*THE REQUEST*.
Copy out everything in the listing from the line containing "Test: the pointer" down to the line containing "point(187, 126)", both of those lines included. Leave the pictures out of your copy.

(Rows from a pointing dataset)
+ + + + + + +

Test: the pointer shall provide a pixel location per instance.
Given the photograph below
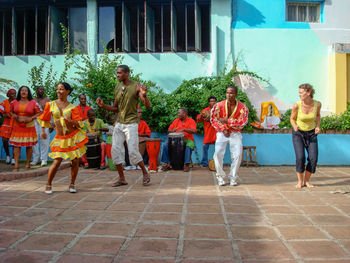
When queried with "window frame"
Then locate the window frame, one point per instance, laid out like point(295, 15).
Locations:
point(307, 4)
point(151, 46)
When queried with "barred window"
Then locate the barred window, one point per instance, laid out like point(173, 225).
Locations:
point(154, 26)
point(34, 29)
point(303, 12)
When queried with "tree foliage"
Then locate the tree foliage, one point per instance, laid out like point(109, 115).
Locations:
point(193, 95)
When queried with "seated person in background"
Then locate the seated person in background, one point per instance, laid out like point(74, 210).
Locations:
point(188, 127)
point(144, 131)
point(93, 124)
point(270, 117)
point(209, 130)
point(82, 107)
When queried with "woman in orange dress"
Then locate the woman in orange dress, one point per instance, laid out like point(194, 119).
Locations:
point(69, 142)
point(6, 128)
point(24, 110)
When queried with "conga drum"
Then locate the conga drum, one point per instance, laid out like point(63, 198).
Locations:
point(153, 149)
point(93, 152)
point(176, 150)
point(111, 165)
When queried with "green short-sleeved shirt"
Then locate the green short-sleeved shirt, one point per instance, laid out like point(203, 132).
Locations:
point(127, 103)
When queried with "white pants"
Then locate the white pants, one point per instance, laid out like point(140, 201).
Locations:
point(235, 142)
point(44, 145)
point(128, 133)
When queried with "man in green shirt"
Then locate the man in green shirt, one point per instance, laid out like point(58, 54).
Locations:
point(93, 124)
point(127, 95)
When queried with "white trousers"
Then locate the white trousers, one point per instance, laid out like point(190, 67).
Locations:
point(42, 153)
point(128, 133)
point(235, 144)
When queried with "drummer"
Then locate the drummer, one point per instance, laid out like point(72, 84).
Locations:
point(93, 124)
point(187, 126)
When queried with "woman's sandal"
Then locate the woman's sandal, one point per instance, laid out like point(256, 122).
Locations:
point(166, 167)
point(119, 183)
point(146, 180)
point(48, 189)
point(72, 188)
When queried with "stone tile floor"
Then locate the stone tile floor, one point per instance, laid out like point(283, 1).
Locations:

+ + + + + + +

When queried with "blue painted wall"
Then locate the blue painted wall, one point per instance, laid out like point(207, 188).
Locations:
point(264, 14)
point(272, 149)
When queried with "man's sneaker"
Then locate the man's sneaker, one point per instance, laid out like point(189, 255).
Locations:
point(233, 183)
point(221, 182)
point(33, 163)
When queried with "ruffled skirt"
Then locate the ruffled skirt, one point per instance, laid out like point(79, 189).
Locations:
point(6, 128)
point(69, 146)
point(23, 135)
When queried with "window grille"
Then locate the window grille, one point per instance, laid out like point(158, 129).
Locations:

+ + + + + + +

*SOLUTION FOR THIS PROBLEM*.
Test: the pointer shall provide a pixel location per instance.
Given the photograph below
When queried with "window frame"
Then locate the window frame, one point per instance, laid out like point(295, 15).
Locations:
point(307, 4)
point(151, 46)
When queried with "barred window"
Then locate the barred window, one point per instance, laid out like point(173, 225).
Locations:
point(154, 26)
point(34, 29)
point(303, 12)
When queried with "tree foliage"
Then locate the tree foliage, one point per instance, laid out like point(109, 115).
Locations:
point(193, 95)
When queried with "seated person in background"
Then locate the seated person in background, one point per instance, laid out like point(74, 210).
Locations:
point(188, 127)
point(144, 131)
point(93, 124)
point(270, 117)
point(209, 130)
point(82, 107)
When queried with "woman in orange dress"
Then locate the woman in orange dress, one point per instance, laid out like point(194, 119).
Locations:
point(69, 142)
point(6, 128)
point(24, 110)
When queried with "conga drum"
Then locate the conga drum, one point per instance, laid out like point(63, 198).
Locations:
point(153, 149)
point(93, 152)
point(176, 150)
point(111, 165)
When queried with "green short-sleeved shirt"
Then locate the green short-sleeved shirt, one point per instance, laid out like point(203, 132).
Locations:
point(127, 103)
When queried with "white pants"
Then locate the white pants, one point per instance, laid out like point(140, 201).
Locations:
point(235, 142)
point(44, 145)
point(128, 133)
When queried with "man in green shirt"
Then locate the man in green shirt, one point per instance, laid out like point(58, 54).
Locations:
point(93, 124)
point(127, 95)
When queried with "white trousers"
Then locate the white trousers, one point per instance, laid out like point(190, 67).
Locations:
point(42, 153)
point(128, 133)
point(235, 144)
When queried with "drummer"
Then locate the drummer, one point per instance, laid out like point(72, 84).
Locations:
point(93, 124)
point(187, 126)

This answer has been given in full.